WHAT TO WORK ON »
Leave out the pictures and repeat the entries below verbatim.

*** RECORD SET Section Begins ***

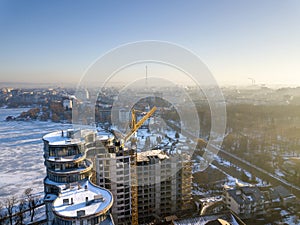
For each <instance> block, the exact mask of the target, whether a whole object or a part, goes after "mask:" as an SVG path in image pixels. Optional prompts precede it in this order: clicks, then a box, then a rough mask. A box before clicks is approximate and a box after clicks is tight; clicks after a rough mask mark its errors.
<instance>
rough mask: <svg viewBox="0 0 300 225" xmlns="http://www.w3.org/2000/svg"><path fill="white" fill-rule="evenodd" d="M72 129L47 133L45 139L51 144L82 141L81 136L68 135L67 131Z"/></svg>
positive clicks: (64, 143) (68, 143)
mask: <svg viewBox="0 0 300 225" xmlns="http://www.w3.org/2000/svg"><path fill="white" fill-rule="evenodd" d="M68 132H71V130H67V131H65V130H61V131H55V132H52V133H49V134H46V135H45V136H44V137H43V140H45V141H48V142H49V144H50V145H70V144H78V143H80V142H81V140H80V139H79V138H71V137H68V136H67V133H68Z"/></svg>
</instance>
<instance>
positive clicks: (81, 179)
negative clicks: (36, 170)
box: [48, 172, 90, 183]
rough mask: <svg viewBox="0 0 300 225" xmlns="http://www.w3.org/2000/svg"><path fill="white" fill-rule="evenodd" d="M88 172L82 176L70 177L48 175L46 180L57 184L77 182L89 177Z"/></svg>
mask: <svg viewBox="0 0 300 225" xmlns="http://www.w3.org/2000/svg"><path fill="white" fill-rule="evenodd" d="M89 174H90V172H86V173H83V174H71V175H67V176H66V175H63V176H59V175H56V174H52V173H48V178H49V179H50V180H52V181H54V182H58V183H72V182H77V181H80V180H83V179H86V178H88V177H89Z"/></svg>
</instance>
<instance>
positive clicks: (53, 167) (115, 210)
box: [44, 106, 194, 225]
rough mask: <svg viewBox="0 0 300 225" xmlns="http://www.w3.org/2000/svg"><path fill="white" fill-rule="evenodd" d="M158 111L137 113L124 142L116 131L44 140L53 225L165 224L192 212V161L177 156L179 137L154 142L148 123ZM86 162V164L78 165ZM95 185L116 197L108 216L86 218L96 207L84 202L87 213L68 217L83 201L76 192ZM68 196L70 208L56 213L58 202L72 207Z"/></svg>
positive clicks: (59, 135) (57, 134) (67, 136)
mask: <svg viewBox="0 0 300 225" xmlns="http://www.w3.org/2000/svg"><path fill="white" fill-rule="evenodd" d="M156 110H157V108H156V107H155V106H154V107H153V108H152V109H151V110H149V111H148V112H142V113H138V111H137V110H134V109H132V110H131V112H130V115H131V119H130V122H129V123H130V130H129V131H128V132H127V133H126V134H125V135H121V136H120V133H118V131H117V130H113V129H111V130H107V129H106V130H105V129H102V128H101V127H98V128H97V129H96V130H89V131H86V130H68V131H61V134H60V132H56V133H53V134H52V133H51V134H49V135H46V136H45V137H44V142H45V152H46V154H45V155H46V156H47V157H46V156H45V157H46V158H45V159H46V162H51V164H50V163H47V164H46V165H47V177H46V178H45V188H46V189H45V190H46V193H47V196H46V197H45V199H46V200H47V206H48V207H47V217H48V218H47V219H48V224H57V223H59V224H74V223H76V224H77V222H78V224H102V222H105V221H107V220H108V219H107V218H111V219H109V220H110V223H114V224H117V225H122V224H124V225H125V224H133V225H138V224H160V223H163V222H165V221H166V220H168V218H172V217H174V216H175V217H176V218H177V217H179V218H180V216H181V215H184V214H185V213H188V212H189V211H191V209H193V207H194V205H193V203H192V195H191V194H192V162H191V158H190V155H189V154H188V153H186V152H183V151H174V146H175V145H176V143H178V142H179V141H178V134H176V135H177V139H176V137H175V136H176V135H175V133H173V134H172V135H170V134H169V136H168V135H164V136H163V135H159V136H157V135H156V136H155V138H154V137H153V134H151V132H149V124H150V122H149V118H150V117H151V116H153V115H154V113H155V111H156ZM137 114H138V115H137ZM145 123H146V124H147V125H146V126H145V125H144V124H145ZM142 125H143V127H142ZM140 128H141V129H140ZM139 129H140V130H139ZM85 134H88V135H85ZM170 136H173V138H171V137H170ZM149 142H150V143H151V145H150V144H149ZM76 146H77V147H76ZM153 146H155V147H153ZM162 146H164V147H162ZM74 149H77V150H76V151H74ZM52 156H53V157H52ZM52 158H53V159H52ZM85 158H86V163H81V162H80V160H78V159H85ZM78 163H79V164H78ZM87 163H88V165H87ZM48 164H49V165H48ZM77 164H78V165H77ZM78 167H80V168H82V169H78ZM87 168H88V169H87ZM91 168H93V169H91ZM77 172H78V175H77V176H75V175H74V173H77ZM83 172H84V173H83ZM90 181H91V182H92V183H94V184H95V185H97V186H98V187H99V188H102V189H99V190H103V191H102V192H99V193H103V194H102V195H104V193H105V194H106V193H107V194H106V195H107V196H110V195H111V196H112V198H111V200H109V202H108V203H107V208H106V213H105V214H104V215H103V214H101V216H100V217H99V213H100V212H98V211H95V215H94V214H91V215H90V214H89V213H88V212H85V208H87V206H88V205H90V204H92V203H90V202H88V200H85V201H86V203H85V205H84V206H83V209H81V208H80V207H79V208H74V206H73V208H72V211H73V212H74V214H76V213H77V214H76V215H77V216H76V217H72V216H71V217H68V215H69V214H70V213H69V211H70V207H69V206H68V205H72V203H73V199H79V198H77V197H76V195H77V194H78V193H77V192H78V191H79V190H80V188H78V190H77V189H76V188H74V186H76V185H77V186H78V187H80V186H81V185H82V184H86V183H89V182H90ZM92 183H91V184H89V185H90V186H91V185H92ZM87 186H88V185H87ZM87 186H86V190H87V189H88V188H87ZM91 187H93V186H91ZM95 190H98V189H95ZM105 191H106V192H105ZM63 193H66V194H63ZM95 193H97V191H96V192H95ZM69 195H72V196H75V197H73V198H71V200H70V199H68V204H67V203H66V204H65V203H64V204H65V205H67V206H65V207H63V208H62V209H61V208H59V210H60V211H57V209H58V208H57V207H51V206H52V205H59V201H62V202H67V199H62V197H59V196H69ZM81 195H82V194H81ZM102 195H101V196H100V195H99V194H98V195H97V199H99V198H100V199H101V201H102V202H103V201H104V202H105V201H107V200H108V199H105V198H103V197H102ZM99 196H100V197H99ZM86 198H88V197H86ZM80 199H85V198H84V196H83V197H82V196H81V198H80ZM95 199H96V198H95ZM79 201H81V200H79ZM82 201H83V200H82ZM94 201H95V202H99V201H98V200H97V201H96V200H93V202H94ZM70 202H71V203H70ZM69 203H70V204H69ZM79 205H80V204H79ZM100 205H101V204H100ZM62 215H65V216H62ZM87 215H88V216H89V217H88V218H87V217H86V216H87Z"/></svg>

*** RECORD SET Section Ends ***

ANSWER FOR THE TASK »
For each <instance> block, the exact mask of the target, whether a whole object or a part, goes after "mask:" as an SVG path in image pixels. Optional prompts precede it in this order: clicks, then a box, then a rough mask. A box before clicks is approximate and a box after clicks is tight; clicks after a rough mask mark its errors.
<instance>
rough mask: <svg viewBox="0 0 300 225" xmlns="http://www.w3.org/2000/svg"><path fill="white" fill-rule="evenodd" d="M72 129L47 133L45 139L51 144L82 141L81 136L68 135L67 131Z"/></svg>
positive clicks: (64, 143) (68, 143)
mask: <svg viewBox="0 0 300 225" xmlns="http://www.w3.org/2000/svg"><path fill="white" fill-rule="evenodd" d="M68 132H71V130H67V131H65V130H61V131H55V132H52V133H49V134H46V135H45V136H44V137H43V140H45V141H48V142H49V144H50V145H70V144H78V143H80V142H81V140H80V139H79V138H71V137H68V136H67V133H68Z"/></svg>
</instance>
<instance>
positive clicks: (81, 179)
negative clicks: (36, 170)
box: [48, 172, 90, 183]
rough mask: <svg viewBox="0 0 300 225" xmlns="http://www.w3.org/2000/svg"><path fill="white" fill-rule="evenodd" d="M88 172L82 176L70 177L48 175L46 180L57 184L77 182L89 177Z"/></svg>
mask: <svg viewBox="0 0 300 225" xmlns="http://www.w3.org/2000/svg"><path fill="white" fill-rule="evenodd" d="M89 174H90V172H86V173H83V174H71V175H67V176H66V175H63V176H59V175H56V174H52V173H48V178H49V179H50V180H52V181H54V182H58V183H72V182H77V181H80V180H83V179H86V178H88V177H89Z"/></svg>
</instance>
<instance>
positive clicks: (53, 167) (115, 210)
box: [44, 106, 194, 225]
rough mask: <svg viewBox="0 0 300 225" xmlns="http://www.w3.org/2000/svg"><path fill="white" fill-rule="evenodd" d="M158 111L137 113L124 142L116 131L44 140L53 225L165 224L192 212V161L177 156L179 137L154 142L148 123ZM86 162V164L78 165ZM95 185L116 197L108 216L86 218L96 207L84 202L87 213L68 217L83 201L76 192ZM68 196L70 208L56 213L58 202L72 207Z"/></svg>
positive clicks: (59, 135) (57, 134) (67, 136)
mask: <svg viewBox="0 0 300 225" xmlns="http://www.w3.org/2000/svg"><path fill="white" fill-rule="evenodd" d="M156 110H157V108H156V107H155V106H154V107H153V108H152V109H151V110H149V111H148V112H142V113H138V111H137V110H134V109H132V110H131V112H130V115H131V119H130V122H129V123H130V130H129V131H128V132H127V133H126V134H125V135H121V136H120V133H118V131H117V130H113V129H111V130H107V129H106V130H105V129H102V128H101V127H98V128H97V129H96V130H89V131H86V130H68V131H61V134H60V132H56V133H53V134H52V133H51V134H49V135H46V136H45V137H44V142H45V152H46V154H45V155H46V156H47V157H46V156H45V157H46V158H45V159H46V162H51V164H50V163H47V164H46V165H47V177H46V178H45V188H46V189H45V190H46V193H47V196H46V197H45V199H46V200H47V206H48V207H47V217H48V218H47V219H48V224H57V223H59V224H74V223H76V224H77V222H78V224H102V222H105V221H107V220H108V219H107V218H111V219H109V220H110V223H114V224H117V225H122V224H124V225H125V224H133V225H138V224H160V223H163V222H165V221H166V220H168V218H172V217H174V216H175V217H176V218H177V217H179V218H180V216H181V215H184V214H185V213H188V212H189V211H191V209H193V207H194V205H193V203H192V195H191V194H192V162H191V158H190V155H189V154H188V153H186V152H183V151H174V146H175V145H176V143H178V142H179V141H178V134H176V135H177V139H176V137H175V136H176V135H175V133H173V134H172V135H170V134H169V136H168V135H164V136H163V135H159V136H157V135H156V136H155V138H154V137H153V134H151V132H149V124H150V122H149V118H150V117H151V116H153V115H154V113H155V111H156ZM137 114H138V115H137ZM145 123H146V124H147V125H146V126H145V125H144V124H145ZM142 125H143V127H142ZM140 128H141V129H140ZM139 129H140V130H139ZM85 134H88V135H85ZM170 136H173V138H171V137H170ZM149 142H150V143H151V145H150V144H149ZM76 146H77V147H76ZM153 146H155V147H153ZM162 146H164V147H162ZM74 149H77V150H76V151H74ZM52 156H53V157H52ZM52 158H53V159H52ZM85 158H86V163H81V162H80V160H78V159H85ZM78 163H79V164H78ZM87 163H88V165H87ZM48 164H49V165H48ZM77 164H78V165H77ZM78 167H80V168H82V169H78ZM87 168H88V169H87ZM91 168H93V169H91ZM77 172H78V175H77V176H75V175H74V173H77ZM83 172H84V173H83ZM90 181H91V182H92V183H94V184H95V185H97V186H98V187H99V188H102V189H99V190H103V191H102V192H99V193H103V194H102V195H104V193H105V194H106V193H107V194H106V195H107V196H110V195H111V196H112V198H111V200H109V202H108V203H107V208H106V213H105V214H104V215H103V214H101V216H100V217H99V213H100V212H98V211H95V215H94V214H91V215H90V214H89V213H88V212H85V208H87V206H88V205H90V204H92V203H90V202H88V200H85V201H86V203H85V205H84V206H83V209H81V208H80V207H79V208H74V206H73V208H72V211H73V212H74V214H76V213H77V214H76V215H77V216H76V217H72V216H71V217H68V215H69V214H70V213H69V211H70V207H69V206H68V205H72V203H73V199H79V198H77V197H76V195H77V194H78V193H77V192H78V191H79V190H80V188H78V190H77V189H76V188H74V186H76V185H77V186H78V187H80V186H81V185H82V184H86V183H89V182H90ZM92 183H91V184H89V185H90V186H91V185H92ZM87 186H88V185H87ZM87 186H86V190H87V189H88V188H87ZM91 187H93V186H91ZM95 190H98V189H95ZM105 191H106V192H105ZM63 193H66V194H63ZM95 193H97V191H96V192H95ZM69 195H72V196H75V197H73V198H71V200H70V199H68V204H67V203H66V204H65V203H64V204H65V205H67V206H65V207H63V208H62V209H61V208H59V210H60V211H57V209H58V208H57V207H51V206H52V205H59V201H62V202H67V199H62V197H59V196H69ZM81 195H82V194H81ZM102 195H101V196H100V195H99V194H98V195H97V199H99V198H100V199H101V201H102V202H103V201H104V202H105V201H107V200H108V199H105V198H103V197H102ZM99 196H100V197H99ZM86 198H88V197H86ZM80 199H85V198H84V196H83V197H82V196H81V198H80ZM95 199H96V198H95ZM79 201H81V200H79ZM82 201H83V200H82ZM94 201H95V202H99V201H98V200H97V201H96V200H93V202H94ZM70 202H71V203H70ZM69 203H70V204H69ZM79 205H80V204H79ZM100 205H101V204H100ZM62 215H65V216H62ZM87 215H88V216H89V217H88V218H87V217H86V216H87Z"/></svg>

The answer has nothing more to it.